**Tasks to carry out:**
a) In the article on María Guadalupe Guzmán, in what year did she marry Gustavo Kourí?
b) Based on the article on María Guadalupe Guzmán, explain what part the dengue epidemic of 1981 played in her research.
c) Write the next part of the article on María Guadalupe Guzmán, starting after its final sentence.

**Reading text:**
■ ■ ■ ■ ■ ■ ■
= María Guadalupe Guzmán =

Cuban virologist and physician (b. 1952)

Maria Guadalupe Guzmán (born January 19, 1952) is a Cuban virologist and doctor. She is the current director of Research, Diagnosis and Reference at the Research Center of the Pedro Kouri Institute (IPK) in Havana, Cuba.

Guzmán is known for her pioneering research on the pathogenesis, diagnosis, and vaccination for dengue virus, the origin of dengue virus epidemics, and the recognizing of secondary infection as a major risk factor for dengue hemorrhagic fever.

== Life and career ==
As a child, Maria Guadalupe Guzmán had an innate curiosity about the natural world. Before settling the focus of her study and research of virology and medicine, she had an interest in astronomy.

After choosing the path of biology and medicine and beginning her science trajectory, Guzmán has worked in prestigious institutions of scientific research in Cuba, including CENIC (Centro Nacional de Investigaciones Científicas) and IPK (Institutio Pedro Kouri), and participated in prestigious collaborations with non-governmental organizations like the World Health Organization and Pan American Health Organization.

In 1980, Guzman married Gustavo Kourí, the director of IPK, who was a mentor to her later academic and research career. The couple lived in IPK for over 30 years, and dedicated their lives to research in virology.

== Research ==
Guzmán has contributed to virology research for over 30 years and has made over 300 publications as of 2024, with a specific focus on dengue hemorrhagic fever and arboviruses. (1) The first epidemic that she encountered in her career was the hemorrhagic dengue epidemic of 1981, from which she would continue to delve deeper into research around this disease and similar epidemics like this. Guzmán is the senior researcher to over 70 projects nationally and internationally and the educator for over 130 courses in Cuba and other regions of the Americas. She also holds seven patents and has written 20 book chapters.
■ ■ ■ ■ ■ ■ ■
**Information shown:**
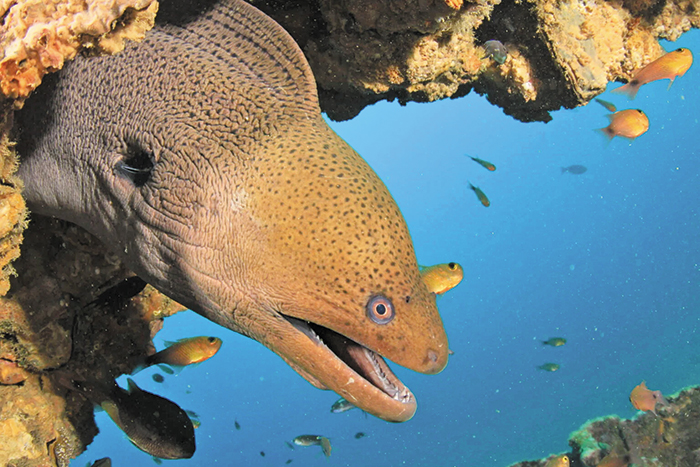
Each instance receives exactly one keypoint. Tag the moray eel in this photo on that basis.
(201, 157)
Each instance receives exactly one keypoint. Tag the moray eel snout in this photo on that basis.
(201, 157)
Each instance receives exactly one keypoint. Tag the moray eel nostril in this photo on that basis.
(201, 157)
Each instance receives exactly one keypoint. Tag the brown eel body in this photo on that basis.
(201, 157)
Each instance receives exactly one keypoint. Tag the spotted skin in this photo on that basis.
(201, 157)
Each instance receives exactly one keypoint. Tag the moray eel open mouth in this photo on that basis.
(359, 366)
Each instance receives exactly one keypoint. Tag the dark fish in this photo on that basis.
(495, 50)
(314, 440)
(480, 194)
(152, 423)
(555, 341)
(609, 106)
(196, 423)
(574, 169)
(487, 165)
(549, 367)
(104, 462)
(341, 405)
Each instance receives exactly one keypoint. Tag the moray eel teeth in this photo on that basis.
(365, 363)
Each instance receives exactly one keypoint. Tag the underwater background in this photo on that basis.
(608, 259)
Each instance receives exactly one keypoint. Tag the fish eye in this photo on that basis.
(380, 309)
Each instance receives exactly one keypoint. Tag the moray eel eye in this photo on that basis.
(380, 310)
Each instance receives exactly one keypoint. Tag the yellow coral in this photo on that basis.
(38, 36)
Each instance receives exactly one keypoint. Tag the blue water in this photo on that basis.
(609, 259)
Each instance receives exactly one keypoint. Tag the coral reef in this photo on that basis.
(69, 312)
(70, 302)
(37, 36)
(562, 52)
(670, 438)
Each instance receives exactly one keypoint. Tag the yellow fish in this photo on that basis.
(555, 341)
(549, 367)
(486, 164)
(480, 194)
(442, 277)
(645, 399)
(668, 66)
(186, 351)
(561, 460)
(314, 440)
(629, 123)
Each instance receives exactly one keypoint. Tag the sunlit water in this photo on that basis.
(609, 259)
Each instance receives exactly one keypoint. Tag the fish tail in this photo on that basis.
(630, 89)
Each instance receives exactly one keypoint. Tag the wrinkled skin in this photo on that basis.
(201, 157)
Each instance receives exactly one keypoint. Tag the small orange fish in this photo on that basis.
(186, 351)
(668, 66)
(629, 123)
(480, 194)
(442, 277)
(609, 106)
(645, 399)
(562, 460)
(486, 164)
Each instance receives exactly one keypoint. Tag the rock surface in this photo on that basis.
(670, 438)
(562, 53)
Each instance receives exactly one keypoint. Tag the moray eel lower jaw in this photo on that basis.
(329, 360)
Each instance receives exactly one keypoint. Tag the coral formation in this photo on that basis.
(65, 316)
(671, 438)
(562, 52)
(38, 36)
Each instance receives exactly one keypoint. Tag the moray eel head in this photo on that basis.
(338, 283)
(201, 157)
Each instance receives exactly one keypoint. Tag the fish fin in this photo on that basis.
(607, 132)
(166, 369)
(630, 89)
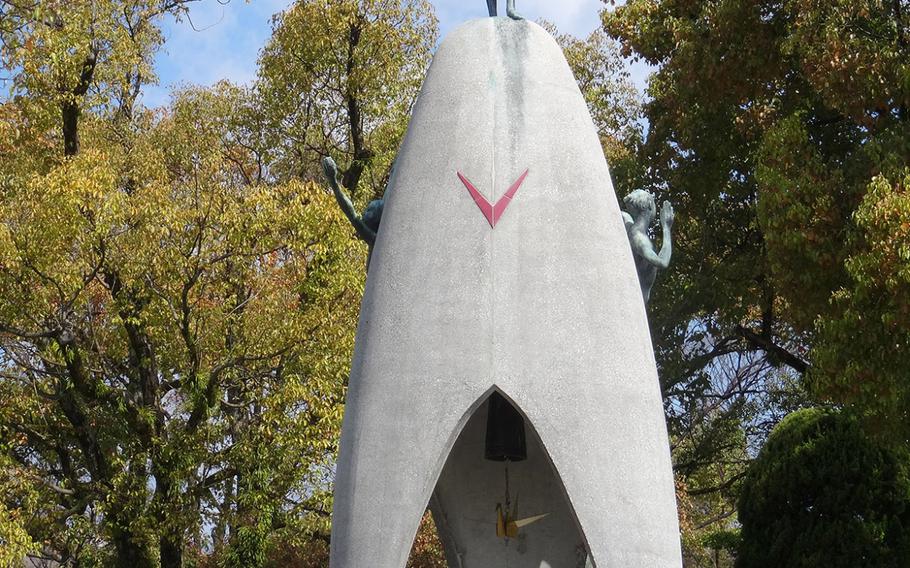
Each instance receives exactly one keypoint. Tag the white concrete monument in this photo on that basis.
(502, 276)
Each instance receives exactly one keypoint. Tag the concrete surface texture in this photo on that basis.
(544, 308)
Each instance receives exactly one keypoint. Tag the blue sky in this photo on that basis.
(224, 38)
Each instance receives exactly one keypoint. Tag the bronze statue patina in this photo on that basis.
(366, 224)
(510, 9)
(641, 209)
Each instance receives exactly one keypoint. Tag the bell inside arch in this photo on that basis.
(505, 438)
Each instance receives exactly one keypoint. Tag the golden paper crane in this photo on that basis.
(507, 524)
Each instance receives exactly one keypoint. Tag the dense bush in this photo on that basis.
(821, 493)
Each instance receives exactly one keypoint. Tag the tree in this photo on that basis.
(339, 79)
(771, 125)
(613, 100)
(822, 493)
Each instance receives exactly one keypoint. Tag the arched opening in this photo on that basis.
(499, 500)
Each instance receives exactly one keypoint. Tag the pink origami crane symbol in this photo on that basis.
(493, 212)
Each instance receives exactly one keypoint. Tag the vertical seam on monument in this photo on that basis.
(493, 303)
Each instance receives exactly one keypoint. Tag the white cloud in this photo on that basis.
(224, 39)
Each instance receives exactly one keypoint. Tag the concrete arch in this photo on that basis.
(469, 487)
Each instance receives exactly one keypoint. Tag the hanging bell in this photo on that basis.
(505, 439)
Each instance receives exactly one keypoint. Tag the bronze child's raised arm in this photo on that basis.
(510, 9)
(367, 224)
(641, 210)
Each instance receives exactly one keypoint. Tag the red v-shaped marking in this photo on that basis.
(493, 213)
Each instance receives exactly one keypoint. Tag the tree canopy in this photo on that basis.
(822, 493)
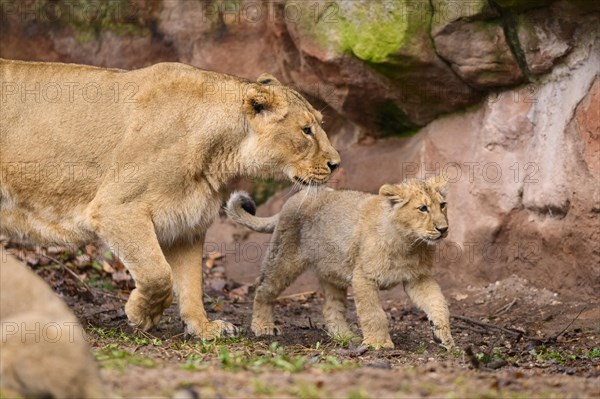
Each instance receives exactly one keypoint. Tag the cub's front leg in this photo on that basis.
(371, 317)
(129, 231)
(427, 295)
(185, 259)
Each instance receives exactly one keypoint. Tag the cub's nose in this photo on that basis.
(333, 166)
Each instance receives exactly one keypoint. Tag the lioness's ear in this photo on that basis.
(257, 101)
(264, 102)
(393, 194)
(267, 79)
(439, 183)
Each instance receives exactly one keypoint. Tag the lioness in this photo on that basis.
(43, 352)
(137, 158)
(356, 239)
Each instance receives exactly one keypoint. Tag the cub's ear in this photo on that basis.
(267, 79)
(439, 183)
(393, 194)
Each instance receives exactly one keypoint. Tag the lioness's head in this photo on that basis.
(417, 208)
(285, 134)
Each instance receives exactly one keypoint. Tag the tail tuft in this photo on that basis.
(242, 209)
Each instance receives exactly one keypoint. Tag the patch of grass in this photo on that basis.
(123, 337)
(594, 353)
(544, 355)
(194, 362)
(332, 363)
(358, 394)
(308, 391)
(262, 389)
(342, 339)
(112, 356)
(97, 281)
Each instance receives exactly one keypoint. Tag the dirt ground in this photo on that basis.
(517, 341)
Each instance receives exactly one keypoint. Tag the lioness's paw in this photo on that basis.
(261, 329)
(145, 313)
(212, 330)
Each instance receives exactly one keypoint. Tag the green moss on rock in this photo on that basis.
(88, 18)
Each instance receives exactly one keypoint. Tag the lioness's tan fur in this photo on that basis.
(350, 238)
(43, 352)
(136, 159)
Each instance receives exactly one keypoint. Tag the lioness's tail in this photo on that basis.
(241, 209)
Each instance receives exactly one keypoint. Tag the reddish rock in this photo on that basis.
(544, 37)
(479, 53)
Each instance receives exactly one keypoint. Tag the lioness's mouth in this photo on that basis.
(309, 182)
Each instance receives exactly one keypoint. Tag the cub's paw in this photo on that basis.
(144, 312)
(212, 329)
(261, 329)
(443, 337)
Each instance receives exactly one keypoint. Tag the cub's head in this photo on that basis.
(285, 134)
(417, 208)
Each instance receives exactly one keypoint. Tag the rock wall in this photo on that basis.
(502, 93)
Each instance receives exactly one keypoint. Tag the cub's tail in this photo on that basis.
(241, 209)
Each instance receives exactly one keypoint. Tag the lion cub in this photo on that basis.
(350, 238)
(43, 351)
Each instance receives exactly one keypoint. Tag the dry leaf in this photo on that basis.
(107, 267)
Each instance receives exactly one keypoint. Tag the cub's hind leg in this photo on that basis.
(277, 273)
(427, 295)
(334, 310)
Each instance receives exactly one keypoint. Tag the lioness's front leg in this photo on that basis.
(371, 317)
(130, 234)
(186, 262)
(427, 295)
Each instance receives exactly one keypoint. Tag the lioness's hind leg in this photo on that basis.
(427, 295)
(186, 261)
(276, 276)
(334, 310)
(134, 242)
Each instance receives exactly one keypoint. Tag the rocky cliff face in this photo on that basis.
(502, 95)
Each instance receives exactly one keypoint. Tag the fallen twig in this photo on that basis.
(299, 294)
(505, 308)
(492, 326)
(555, 337)
(72, 273)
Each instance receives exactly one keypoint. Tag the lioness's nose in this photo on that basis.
(333, 166)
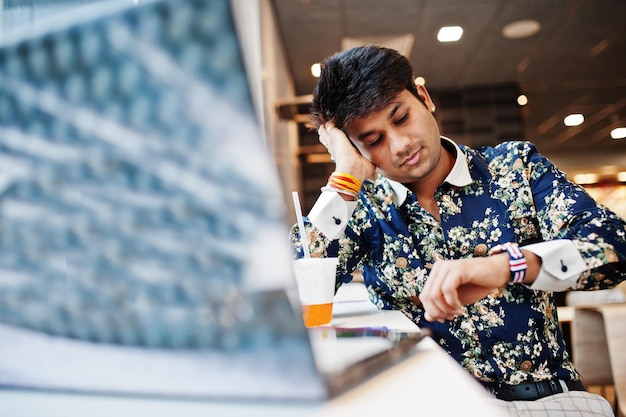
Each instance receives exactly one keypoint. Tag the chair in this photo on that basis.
■ ■ ■ ■ ■ ■ ■
**Numbered answers:**
a) 1980

b) The hemorrhagic dengue epidemic of 1981 was the first epidemic she encountered in her career. From it, she went on to research this disease and similar epidemics more deeply.

c)
Guzmán is a member of the Organization of Women Scientists of the third world, Dengue Working Group of the Pan American Health Organization (PAHO) and American Society of Tropical Medicine and Hygiene. She also serves on the Advisory Committee on Dengue and JBD vaccines of the World Health Organization. From 2010 to 2018, Guzmán served as the director of the WHO/PAHO Collaborating Center for Dengue and its Control, and the president of Network of Diagnostic Laboratories of Arbovirus of the Americas (RELDA). She is the current president of the Cuban Society of Microbiology and Parasitology. Guzmán is a distinguished professor and a contributor to Cuba's Public Health Encyclopedia, where she is the author of the chapter on Dengue Fever.

During the COVID-19 pandemic, Doctor Maria Guadalupe Guzman also participated in national research on SARS-CoV-2 diagnosis, vaccination, and surveillance of its many variants that emerged as the pandemic developed.

== Awards ==
Guzmán is the recipient of 2021's L'Oréal-UNESCO For Women in Science Awards, awarded each year to five prominent woman scientists from each of the five regions of the world.